(Photo-based referring expression data)
**********

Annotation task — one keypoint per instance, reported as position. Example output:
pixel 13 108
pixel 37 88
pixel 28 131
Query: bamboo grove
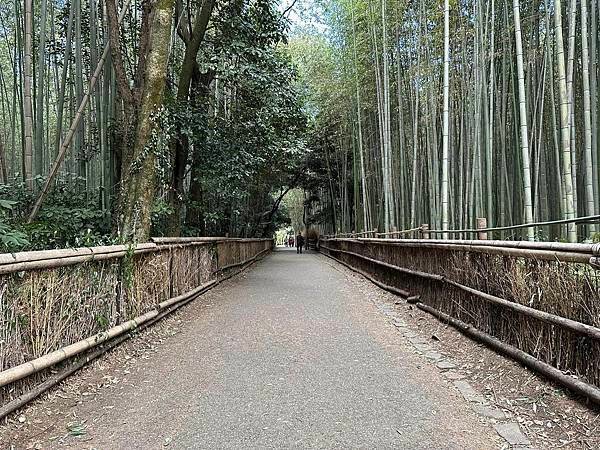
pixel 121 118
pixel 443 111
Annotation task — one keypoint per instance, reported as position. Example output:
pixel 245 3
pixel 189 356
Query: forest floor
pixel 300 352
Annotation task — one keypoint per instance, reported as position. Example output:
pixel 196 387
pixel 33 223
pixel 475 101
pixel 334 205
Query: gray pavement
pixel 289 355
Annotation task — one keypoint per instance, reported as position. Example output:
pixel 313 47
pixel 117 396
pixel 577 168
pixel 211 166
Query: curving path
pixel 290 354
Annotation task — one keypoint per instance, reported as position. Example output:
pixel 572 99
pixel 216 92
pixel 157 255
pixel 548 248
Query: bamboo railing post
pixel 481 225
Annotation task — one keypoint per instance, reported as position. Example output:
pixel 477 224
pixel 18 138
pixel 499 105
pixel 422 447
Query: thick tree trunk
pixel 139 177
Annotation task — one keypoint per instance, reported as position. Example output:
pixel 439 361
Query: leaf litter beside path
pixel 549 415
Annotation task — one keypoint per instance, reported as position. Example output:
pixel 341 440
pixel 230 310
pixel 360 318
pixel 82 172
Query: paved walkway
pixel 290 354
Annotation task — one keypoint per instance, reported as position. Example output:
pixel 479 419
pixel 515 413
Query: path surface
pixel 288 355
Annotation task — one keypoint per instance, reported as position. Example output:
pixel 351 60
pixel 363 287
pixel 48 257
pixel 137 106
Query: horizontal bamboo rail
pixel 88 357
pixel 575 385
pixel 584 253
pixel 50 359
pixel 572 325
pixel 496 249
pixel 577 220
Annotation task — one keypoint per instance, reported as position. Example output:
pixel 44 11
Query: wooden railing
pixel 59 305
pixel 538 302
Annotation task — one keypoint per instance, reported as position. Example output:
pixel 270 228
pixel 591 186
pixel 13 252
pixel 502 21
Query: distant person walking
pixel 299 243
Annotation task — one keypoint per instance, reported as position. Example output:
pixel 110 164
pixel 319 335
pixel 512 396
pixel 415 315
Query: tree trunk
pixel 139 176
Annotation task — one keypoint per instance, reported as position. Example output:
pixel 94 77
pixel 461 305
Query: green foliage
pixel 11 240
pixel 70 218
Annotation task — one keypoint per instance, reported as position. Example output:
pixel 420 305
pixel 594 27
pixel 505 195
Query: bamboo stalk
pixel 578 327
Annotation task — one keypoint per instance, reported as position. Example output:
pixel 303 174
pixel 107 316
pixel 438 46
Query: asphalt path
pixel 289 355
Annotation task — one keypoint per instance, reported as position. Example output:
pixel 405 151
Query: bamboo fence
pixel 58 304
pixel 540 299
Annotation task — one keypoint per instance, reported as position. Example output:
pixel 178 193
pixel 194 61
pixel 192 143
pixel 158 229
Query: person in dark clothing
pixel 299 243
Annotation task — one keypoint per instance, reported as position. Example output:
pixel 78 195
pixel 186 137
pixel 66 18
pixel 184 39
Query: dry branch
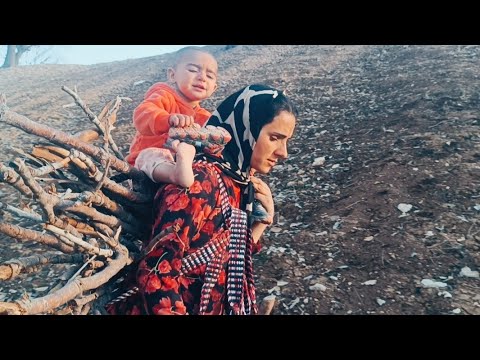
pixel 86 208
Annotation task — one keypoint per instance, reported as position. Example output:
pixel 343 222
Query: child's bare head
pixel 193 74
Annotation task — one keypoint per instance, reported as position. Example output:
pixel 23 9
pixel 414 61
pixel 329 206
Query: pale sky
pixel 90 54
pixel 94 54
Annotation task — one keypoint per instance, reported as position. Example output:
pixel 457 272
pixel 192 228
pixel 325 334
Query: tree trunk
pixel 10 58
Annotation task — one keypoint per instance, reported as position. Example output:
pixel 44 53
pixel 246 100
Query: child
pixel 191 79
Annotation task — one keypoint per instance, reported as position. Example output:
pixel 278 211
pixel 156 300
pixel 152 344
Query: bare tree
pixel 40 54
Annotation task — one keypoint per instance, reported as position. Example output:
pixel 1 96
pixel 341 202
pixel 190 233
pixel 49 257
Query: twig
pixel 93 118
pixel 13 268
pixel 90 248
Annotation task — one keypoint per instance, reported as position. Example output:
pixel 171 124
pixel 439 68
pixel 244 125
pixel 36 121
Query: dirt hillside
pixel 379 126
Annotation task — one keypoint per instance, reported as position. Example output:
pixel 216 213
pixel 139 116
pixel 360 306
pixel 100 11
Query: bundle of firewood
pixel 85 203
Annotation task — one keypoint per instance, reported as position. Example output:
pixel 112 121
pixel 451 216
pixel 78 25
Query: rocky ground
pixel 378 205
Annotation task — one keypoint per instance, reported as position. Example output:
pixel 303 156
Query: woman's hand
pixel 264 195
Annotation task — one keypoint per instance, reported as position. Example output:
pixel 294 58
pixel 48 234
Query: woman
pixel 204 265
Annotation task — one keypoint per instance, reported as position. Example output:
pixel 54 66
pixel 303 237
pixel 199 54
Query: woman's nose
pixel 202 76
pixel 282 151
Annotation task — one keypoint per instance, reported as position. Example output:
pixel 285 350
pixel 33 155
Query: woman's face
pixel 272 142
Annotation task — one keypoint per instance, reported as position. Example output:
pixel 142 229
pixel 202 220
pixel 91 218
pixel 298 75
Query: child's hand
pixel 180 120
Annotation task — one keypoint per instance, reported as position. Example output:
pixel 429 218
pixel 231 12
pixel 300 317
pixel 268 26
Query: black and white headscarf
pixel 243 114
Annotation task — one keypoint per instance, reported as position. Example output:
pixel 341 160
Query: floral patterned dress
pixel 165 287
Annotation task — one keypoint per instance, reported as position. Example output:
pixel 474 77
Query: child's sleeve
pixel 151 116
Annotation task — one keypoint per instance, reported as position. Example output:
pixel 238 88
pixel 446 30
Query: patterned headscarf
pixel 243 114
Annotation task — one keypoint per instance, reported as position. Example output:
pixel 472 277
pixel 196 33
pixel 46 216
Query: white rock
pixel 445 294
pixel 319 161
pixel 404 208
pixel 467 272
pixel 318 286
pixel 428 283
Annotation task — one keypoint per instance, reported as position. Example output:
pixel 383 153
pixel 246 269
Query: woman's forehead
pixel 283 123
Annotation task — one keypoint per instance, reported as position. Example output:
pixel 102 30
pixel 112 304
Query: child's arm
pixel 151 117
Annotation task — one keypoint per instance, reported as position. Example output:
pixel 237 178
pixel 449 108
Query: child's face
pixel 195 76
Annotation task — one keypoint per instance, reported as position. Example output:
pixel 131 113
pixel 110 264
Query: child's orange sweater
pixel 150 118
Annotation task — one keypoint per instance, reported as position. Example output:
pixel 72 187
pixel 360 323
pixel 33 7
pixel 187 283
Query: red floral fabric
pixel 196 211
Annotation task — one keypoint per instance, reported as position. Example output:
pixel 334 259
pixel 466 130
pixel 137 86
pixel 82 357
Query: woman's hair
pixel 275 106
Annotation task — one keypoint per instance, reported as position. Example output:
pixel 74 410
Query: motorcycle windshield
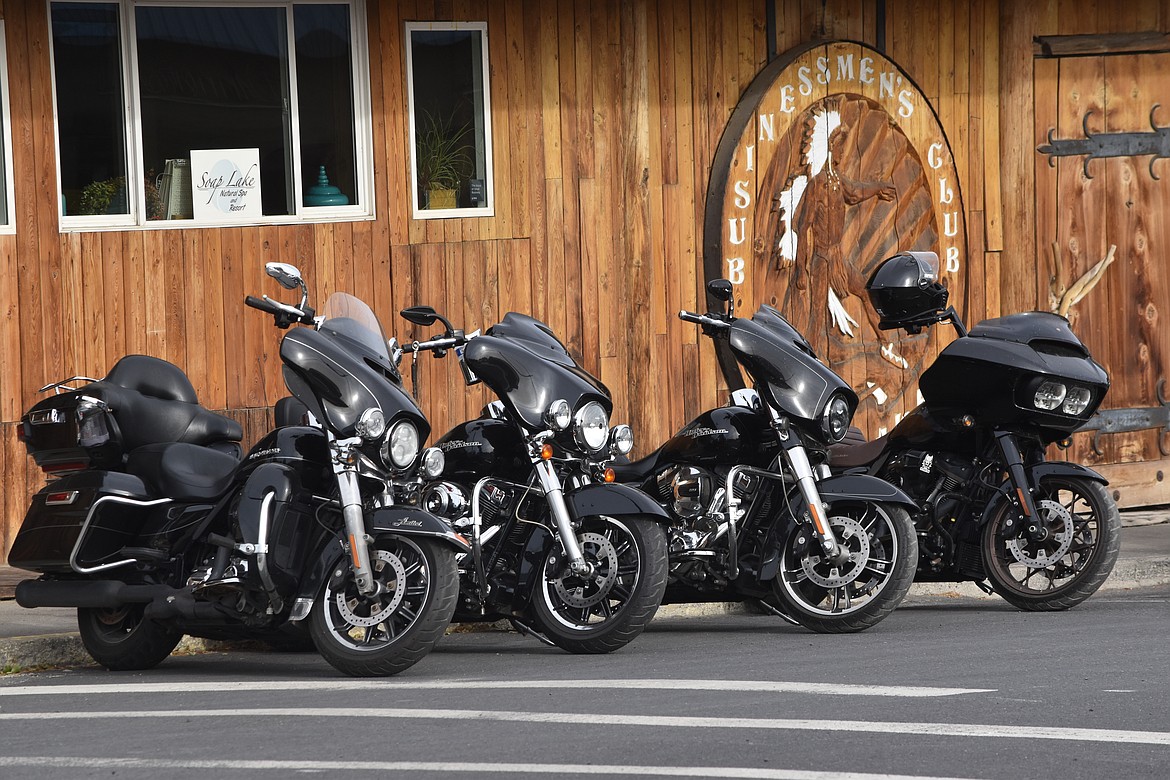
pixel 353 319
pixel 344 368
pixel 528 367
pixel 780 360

**********

**DESCRIPTION OF THE TASK:** Copy every entry above exactly as it stands, but leave the pictures out.

**EXPECTED ANSWER:**
Annotation task — one keypoint per instance, reported as position. Example output:
pixel 13 108
pixel 37 88
pixel 28 131
Query: bamboo grove
pixel 121 118
pixel 443 111
Annotation task — one keypoint per instance, reported as position. Example output:
pixel 245 3
pixel 189 356
Query: forest floor
pixel 300 352
Annotation task — one keypoint per instance, reported as position. Example output:
pixel 196 387
pixel 33 223
pixel 475 101
pixel 334 205
Query: gray pavement
pixel 289 355
Annotation task — one keypoint per instance, reported as position. Example output:
pixel 313 47
pixel 117 396
pixel 577 168
pixel 211 166
Query: curving path
pixel 290 354
Annotation task — one keypoint per instance, reported as position. Example output:
pixel 572 99
pixel 216 92
pixel 157 255
pixel 548 248
Query: bamboo railing post
pixel 481 225
Annotation task — one keypoint per instance, reported as position. Example output:
pixel 477 224
pixel 18 138
pixel 499 105
pixel 422 447
Query: thick tree trunk
pixel 139 177
Annotation task — one keypoint per instance, reported as position. Example output:
pixel 439 361
Query: leaf litter beside path
pixel 549 415
Annotation task — one keypoint per instance, reported as position. Example output:
pixel 341 440
pixel 230 310
pixel 360 318
pixel 82 172
Query: paved walkway
pixel 290 354
Annotation task — one keypoint per instance, reported as position. Example output:
pixel 479 419
pixel 515 413
Query: path surface
pixel 288 355
Annotation task — one keypoint per instance, reported as position. Example output:
pixel 351 60
pixel 363 287
pixel 48 257
pixel 137 106
Query: horizontal bamboo rail
pixel 88 357
pixel 575 385
pixel 584 253
pixel 50 359
pixel 572 325
pixel 496 249
pixel 577 220
Annotation task — one keypoint per instance, reported as position. Example output:
pixel 44 11
Query: wooden railing
pixel 59 305
pixel 538 302
Annotation task — one keypoint per instance, reported as position. Example output:
pixel 270 228
pixel 591 186
pixel 13 252
pixel 502 21
Query: distant person walking
pixel 299 243
Annotation task — one keypoint per instance, reported as position. Example output:
pixel 110 164
pixel 319 335
pixel 512 396
pixel 415 315
Query: tree trunk
pixel 139 176
Annotation task — one keypoint per instance, reported as position. Example output:
pixel 94 77
pixel 461 305
Query: green foliage
pixel 11 240
pixel 70 218
Annotation task — one keypoint per instance, reported as position. Example output:
pixel 420 305
pixel 594 27
pixel 505 195
Query: bamboo stalk
pixel 578 327
Annotation task — one keypoint per instance, reported as position. Example output:
pixel 303 174
pixel 107 316
pixel 438 46
Query: asphalt path
pixel 289 355
Annotation task — one keypoint per instance, reported as position. Example output:
pixel 405 151
Query: bamboo fence
pixel 58 304
pixel 540 299
Annotation task — one keypoint per instance, reported as position. Example output:
pixel 178 193
pixel 194 61
pixel 192 143
pixel 158 229
Query: person in dark clothing
pixel 299 243
Annotation task — one keypoint per instance, reported as position. Example output:
pixel 78 195
pixel 186 137
pixel 66 18
pixel 184 39
Query: dry branch
pixel 86 208
Annotation task — one keypoint per instance, reported as position. Example output:
pixel 343 222
Query: child's bare head
pixel 193 74
Annotation task — one keypoint per instance, reported as position. Example output:
pixel 23 9
pixel 414 61
pixel 329 206
Query: pale sky
pixel 90 54
pixel 94 54
Annotation task — one keypoint per instance, reported as position. Example output:
pixel 457 272
pixel 192 228
pixel 325 334
Query: tree trunk
pixel 10 58
Annotation task — one keypoint per instance, reported as position. Example output:
pixel 44 53
pixel 246 100
Query: child
pixel 191 79
Annotation task — one keypoint per instance, reported as position. Example output:
pixel 278 211
pixel 156 300
pixel 152 344
Query: bare tree
pixel 40 54
Annotation task — one keypoint per instance, reported as position. Example output:
pixel 1 96
pixel 341 202
pixel 190 233
pixel 49 257
Query: twig
pixel 93 118
pixel 13 268
pixel 90 248
Annotation task — one keypoint per instance, reported as position. Example output:
pixel 171 124
pixel 439 68
pixel 244 125
pixel 36 121
Query: dirt hillside
pixel 379 126
Annotation task — one keypoint per instance, reported as position. Example output:
pixel 216 213
pixel 139 116
pixel 360 306
pixel 100 11
Query: bundle of firewood
pixel 85 203
Annotation task — one keypoint per instance, reported as position. Example output:
pixel 112 121
pixel 451 216
pixel 78 25
Query: rocky ground
pixel 378 205
Annotation task — one keypoint per instance, reported as position. Example output:
pixel 303 156
Query: woman's hand
pixel 264 195
Annotation task — one keypoint per instance, reported as position. Example output:
pixel 294 58
pixel 48 234
Query: woman
pixel 204 265
Annotation task — one keypoint per instance, reported as position. Example output:
pixel 54 66
pixel 303 237
pixel 199 54
Query: woman's nose
pixel 202 76
pixel 282 151
Annotation task — one keypoint per instance, reported as position. Example output:
pixel 285 350
pixel 33 155
Query: woman's face
pixel 272 142
Annotation task — one keypoint per instance, reported as position. Example output:
pixel 142 229
pixel 202 220
pixel 91 218
pixel 298 75
Query: child's hand
pixel 180 120
Annotation task — one keypoint per instance, reported as position. Example output:
pixel 429 218
pixel 231 12
pixel 300 317
pixel 268 26
Query: black and white headscarf
pixel 243 114
Annotation task — one keypoint per instance, reported as position. Example output:
pixel 341 160
Query: floral patterned dress
pixel 165 287
Annotation task — one keypoint per instance, reported as position. Example output:
pixel 474 77
Query: child's sleeve
pixel 151 116
Annotation task — one keypoint per instance, reported as position. Example output:
pixel 238 88
pixel 446 30
Query: patterned headscarf
pixel 243 114
Annotation task — one keypoint per instance, reported as position. Example output:
pixel 472 277
pixel 196 33
pixel 46 216
Query: white rock
pixel 445 294
pixel 319 161
pixel 404 208
pixel 467 272
pixel 318 286
pixel 428 283
Annotation task — one keypoint per instance, reported as position. Example output:
pixel 383 153
pixel 246 269
Query: woman's forehead
pixel 283 123
Annotation task — one keypoint per instance, reported as position. Example output:
pixel 102 30
pixel 112 304
Query: child's arm
pixel 151 117
Annotation task — one keypoint per instance, reported as position. Example output:
pixel 237 178
pixel 449 108
Query: child's face
pixel 195 76
Annotation task — one keypoint per instance, reported as position. Example output:
pixel 131 113
pixel 110 264
Query: child's orange sweater
pixel 150 118
Annotation task — one keypoint per instance, reported as position. Example output:
pixel 72 187
pixel 360 323
pixel 33 7
pixel 187 283
Query: red floral fabric
pixel 196 211
Annotation task — one keypoint per instance, reported as position. Example output:
pixel 334 259
pixel 466 130
pixel 137 86
pixel 82 357
Query: woman's hair
pixel 275 106
Annotation task — one keypoint per instance, reported as position. Example output:
pixel 74 410
Query: motorcycle windshield
pixel 353 319
pixel 344 368
pixel 528 367
pixel 780 360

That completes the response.